THE TASK:
Filter on the word "shaped": copy each matching line from the listing below.

________________________________________

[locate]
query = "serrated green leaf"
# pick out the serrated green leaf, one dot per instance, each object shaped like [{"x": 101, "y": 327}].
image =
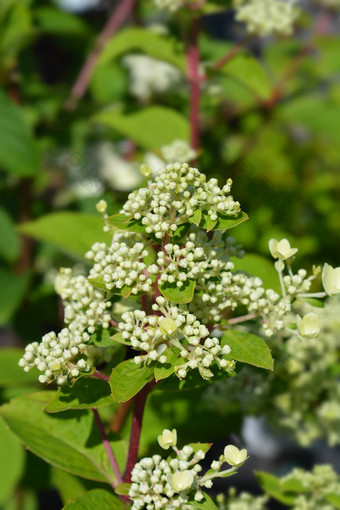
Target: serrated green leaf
[
  {"x": 249, "y": 72},
  {"x": 12, "y": 464},
  {"x": 271, "y": 484},
  {"x": 13, "y": 290},
  {"x": 11, "y": 375},
  {"x": 69, "y": 441},
  {"x": 179, "y": 295},
  {"x": 9, "y": 239},
  {"x": 97, "y": 499},
  {"x": 85, "y": 393},
  {"x": 127, "y": 379},
  {"x": 156, "y": 45},
  {"x": 123, "y": 489},
  {"x": 72, "y": 232},
  {"x": 143, "y": 126},
  {"x": 164, "y": 370},
  {"x": 18, "y": 153},
  {"x": 248, "y": 348},
  {"x": 227, "y": 222},
  {"x": 334, "y": 499}
]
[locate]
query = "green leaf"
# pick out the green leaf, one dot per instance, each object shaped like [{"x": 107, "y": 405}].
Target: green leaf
[
  {"x": 179, "y": 295},
  {"x": 97, "y": 499},
  {"x": 250, "y": 73},
  {"x": 317, "y": 303},
  {"x": 17, "y": 149},
  {"x": 248, "y": 348},
  {"x": 260, "y": 266},
  {"x": 159, "y": 46},
  {"x": 55, "y": 21},
  {"x": 143, "y": 126},
  {"x": 333, "y": 499},
  {"x": 85, "y": 393},
  {"x": 11, "y": 375},
  {"x": 9, "y": 239},
  {"x": 164, "y": 370},
  {"x": 13, "y": 290},
  {"x": 127, "y": 379},
  {"x": 207, "y": 223},
  {"x": 72, "y": 232},
  {"x": 12, "y": 465},
  {"x": 205, "y": 504},
  {"x": 227, "y": 222},
  {"x": 271, "y": 484},
  {"x": 123, "y": 489},
  {"x": 196, "y": 217},
  {"x": 70, "y": 441}
]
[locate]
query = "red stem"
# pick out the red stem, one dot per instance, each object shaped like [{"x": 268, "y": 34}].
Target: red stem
[
  {"x": 115, "y": 21},
  {"x": 108, "y": 448},
  {"x": 136, "y": 428},
  {"x": 193, "y": 61}
]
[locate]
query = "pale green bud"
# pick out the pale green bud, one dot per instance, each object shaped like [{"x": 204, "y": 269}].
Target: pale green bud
[
  {"x": 281, "y": 249},
  {"x": 167, "y": 439},
  {"x": 233, "y": 456},
  {"x": 168, "y": 326},
  {"x": 145, "y": 171},
  {"x": 308, "y": 326},
  {"x": 331, "y": 279},
  {"x": 101, "y": 206},
  {"x": 181, "y": 480}
]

________________________________________

EXERCISE ANSWER:
# pick out the serrated green leaf, one dot per instance, each object shaped like [{"x": 101, "y": 327}].
# pick out the green leaf, one dot per instance, each object shaped like [{"x": 107, "y": 405}].
# pick out the red stem, one dot per instance, each object shaped like [{"x": 268, "y": 34}].
# pick out the pale green bud, one dot per instance, each object shaped like [{"x": 204, "y": 269}].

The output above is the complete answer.